++++ TEXTO FORNECIDO ++++

Percepção de parcialidade do STF legitimou decreto de graça de Bolsonaro - Gazeta do Povo

André Uilano

Ministros do STF que condenaram Daniel Silveira foram ao mesmo tempo os "ofendidos" e os julgadores. Conforme amplamente noticiado, no último dia 20 de abril, “o Supremo Tribunal Federal (STF) condenou o deputado Daniel Silveira (PTB-RJ) a 8 anos e 9 meses de prisão no regime fechado, pagamento de multa de R$ 192,5 mil, além da perda do mandato parlamentar”.

Como foi também extensamente veiculado, essa sanção foi perdoada pelo Presidente da República por meio de indulto individual (também chamado de graça), determinado em decreto publicado no dia seguinte ao do julgamento. Nosso intuito é fazer um exame jurídico da graça concedida, até mesmo porque após sua edição grupos de oposição tentaram produzir uma artificial querela acerca de sua validade. [não temos competência nem experiência para previsões políticas, mas tudo indica que o STF pode levar uma traulitada da Câmara dos Deputados. 
Talvez seja um coincidência, ou um recado, mas a Câmara elegeu Daniel Silveira para cinco comissões permanentes, entre elas a vice-presidência da CCJ -  talvez seja um indicativo de que aquela Casa Legislativa não pretende referendar a cassação do mandato do parlamentar fluminense.]


Todavia, creio que a análise do respectivo decreto demanda o exame das circunstâncias que circundaram e permearam o processo e julgamento do parlamentar. Com efeito, tenho que o que legitimou e viabilizou politicamente a atitude do Presidente da República foi a forte percepção de parcialidade que o STF tem passado há algum tempo. Aliás, essa também foi a compreensão das lideranças políticas, conforme levantamento da Gazeta do Povo.

++++ REGISTROS FORNECIDOS ++++

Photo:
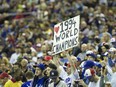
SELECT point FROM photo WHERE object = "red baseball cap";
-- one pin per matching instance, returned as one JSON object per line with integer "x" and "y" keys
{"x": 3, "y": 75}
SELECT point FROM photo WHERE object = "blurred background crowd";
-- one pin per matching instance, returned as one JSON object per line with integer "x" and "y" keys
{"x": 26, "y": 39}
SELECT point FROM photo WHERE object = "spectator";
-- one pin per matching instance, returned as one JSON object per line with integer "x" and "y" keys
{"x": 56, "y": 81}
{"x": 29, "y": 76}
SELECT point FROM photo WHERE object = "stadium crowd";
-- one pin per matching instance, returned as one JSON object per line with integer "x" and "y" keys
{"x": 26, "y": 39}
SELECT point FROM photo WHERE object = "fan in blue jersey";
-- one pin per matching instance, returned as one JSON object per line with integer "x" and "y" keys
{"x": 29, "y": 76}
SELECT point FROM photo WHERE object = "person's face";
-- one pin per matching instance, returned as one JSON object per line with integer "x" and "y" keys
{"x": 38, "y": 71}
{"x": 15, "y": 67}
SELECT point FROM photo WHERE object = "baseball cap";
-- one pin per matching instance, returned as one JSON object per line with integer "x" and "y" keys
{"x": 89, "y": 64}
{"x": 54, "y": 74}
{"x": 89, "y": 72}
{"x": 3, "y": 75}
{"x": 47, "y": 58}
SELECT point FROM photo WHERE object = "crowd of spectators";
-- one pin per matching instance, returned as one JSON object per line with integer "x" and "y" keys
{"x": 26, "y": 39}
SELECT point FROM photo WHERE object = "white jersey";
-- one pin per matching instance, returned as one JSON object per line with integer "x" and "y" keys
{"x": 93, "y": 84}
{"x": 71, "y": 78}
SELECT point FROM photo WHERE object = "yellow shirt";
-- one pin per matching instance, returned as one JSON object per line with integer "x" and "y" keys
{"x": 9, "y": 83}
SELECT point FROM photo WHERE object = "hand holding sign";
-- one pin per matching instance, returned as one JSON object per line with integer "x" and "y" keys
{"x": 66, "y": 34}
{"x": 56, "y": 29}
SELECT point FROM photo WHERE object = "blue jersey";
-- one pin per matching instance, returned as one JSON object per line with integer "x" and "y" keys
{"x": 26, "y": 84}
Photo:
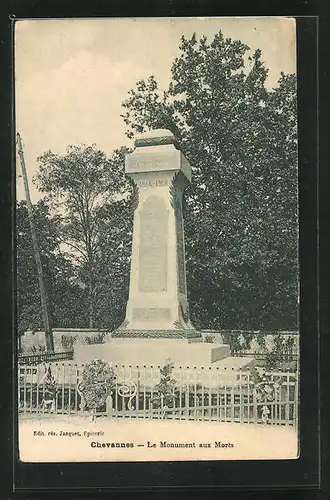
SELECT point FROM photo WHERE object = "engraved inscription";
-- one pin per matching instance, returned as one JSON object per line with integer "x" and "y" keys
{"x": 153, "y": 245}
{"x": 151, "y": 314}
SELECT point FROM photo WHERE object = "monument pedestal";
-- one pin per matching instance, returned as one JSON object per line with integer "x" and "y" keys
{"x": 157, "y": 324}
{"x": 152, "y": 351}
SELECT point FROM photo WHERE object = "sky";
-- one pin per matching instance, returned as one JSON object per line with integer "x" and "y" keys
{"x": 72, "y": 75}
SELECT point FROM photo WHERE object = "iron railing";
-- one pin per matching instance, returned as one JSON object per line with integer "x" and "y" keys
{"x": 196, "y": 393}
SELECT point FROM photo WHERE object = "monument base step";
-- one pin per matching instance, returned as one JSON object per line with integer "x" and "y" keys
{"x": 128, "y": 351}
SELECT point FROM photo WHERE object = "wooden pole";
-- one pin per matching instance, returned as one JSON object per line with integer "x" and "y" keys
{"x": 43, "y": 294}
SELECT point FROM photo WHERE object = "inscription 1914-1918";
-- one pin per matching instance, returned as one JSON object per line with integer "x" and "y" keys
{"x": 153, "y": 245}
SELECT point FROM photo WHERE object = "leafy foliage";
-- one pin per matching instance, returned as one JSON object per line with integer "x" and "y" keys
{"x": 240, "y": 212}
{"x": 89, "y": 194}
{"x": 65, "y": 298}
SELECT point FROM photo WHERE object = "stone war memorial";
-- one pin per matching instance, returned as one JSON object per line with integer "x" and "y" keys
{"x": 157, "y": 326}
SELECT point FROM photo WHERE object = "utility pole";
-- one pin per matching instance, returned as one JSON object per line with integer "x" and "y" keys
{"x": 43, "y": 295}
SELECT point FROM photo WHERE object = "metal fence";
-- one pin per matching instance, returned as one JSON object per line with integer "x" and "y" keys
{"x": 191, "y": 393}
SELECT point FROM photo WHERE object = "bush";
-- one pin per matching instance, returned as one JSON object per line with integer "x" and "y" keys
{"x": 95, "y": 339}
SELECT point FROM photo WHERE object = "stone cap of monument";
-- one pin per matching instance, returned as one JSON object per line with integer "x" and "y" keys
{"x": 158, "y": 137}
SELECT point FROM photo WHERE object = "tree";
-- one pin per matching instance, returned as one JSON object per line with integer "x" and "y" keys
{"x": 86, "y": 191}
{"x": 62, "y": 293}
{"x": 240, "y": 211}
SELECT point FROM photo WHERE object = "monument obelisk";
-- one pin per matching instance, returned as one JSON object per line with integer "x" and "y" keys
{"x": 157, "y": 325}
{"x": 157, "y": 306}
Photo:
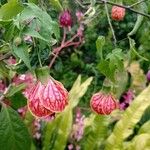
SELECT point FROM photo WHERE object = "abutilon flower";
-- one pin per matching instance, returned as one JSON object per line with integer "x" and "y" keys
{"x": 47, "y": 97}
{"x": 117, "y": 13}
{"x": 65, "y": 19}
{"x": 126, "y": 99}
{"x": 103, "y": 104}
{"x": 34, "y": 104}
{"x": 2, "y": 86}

++++

INSTRUÇÃO A. No texto sobre a graça concedida a Daniel Silveira, a quantos anos e meses de prisão o STF condenou o deputado?
INSTRUÇÃO B. Estenda o texto sobre a graça concedida a Daniel Silveira a partir do ponto em que ele termina.
Os registros têm origem em outra fonte.

RESPOSTA A. A 8 anos e 9 meses de prisão em regime fechado.

RESPOSTA B.
Por isso, revisitar essas sinalizações da Suprema Corte, as quais vêm erodindo sua autoridade, é fundamental para examinar o decreto em si.

Esse contexto relevante me parece composto, precipuamente, por dois fatores: primeiro, a atuação que o STF adotou contra grupos de direita desde o início do atual governo federal (aliás, já antes disso, o que, no entanto, não abordaremos pois isso tornaria o texto muito longo); em segundo lugar, pela própria conduta do Tribunal durante o caso Daniel Silveira, conduta esta que muitos acreditam ter sido marcada pela parcialidade, a qual estaria refletida na seletividade (pessoas de esquerda que cometeram condutas semelhantes não responderam penalmente), no açodamento (processo tramitou muito mais rápido do que o normal), na prática constante de ilegalidades processuais e na desproporcionalidade da pena aplicada.

Nossa abordagem ocorrerá do seguinte modo: no presente texto, trataremos apenas dos indícios de parcialidade (e, segundo alguns, até de perseguição) do STF contra grupos políticos de direita. No próximo texto, apontaremos as ilegalidades que acreditamos terem ocorrido durante a prisão, as investigações, o processamento e a condenação do parlamentar Daniel Silveira. Por último, faremos um texto à parte cuidando apenas dos aspectos jurídicos do decreto.

Atuação do STF em relação a grupos políticos de direita
O processo e a condenação de Daniel Silveira ocorreram num cenário descrito por muitos como de sistemática perseguição do STF a grupos e pessoas de direita. Essa percepção é bastante difundida e consolidada em amplos grupos sociais. A atuação do Tribunal já levou inclusive o jurista Ives Gandra da Silva Martins a afirmar: “O Supremo se transformou no maior partido de oposição”.

O próprio ministro da Suprema Corte Marco Aurélio, quando ainda em exercício, reconheceu que o STF se tornou um tribunal de boicote ao Presidente eleito Jair Bolsonaro. Disse ele: “o STF está sendo utilizado pelos partidos de oposição para fustigar o governo. Isso não é sadio. Não sei qual será o limite”.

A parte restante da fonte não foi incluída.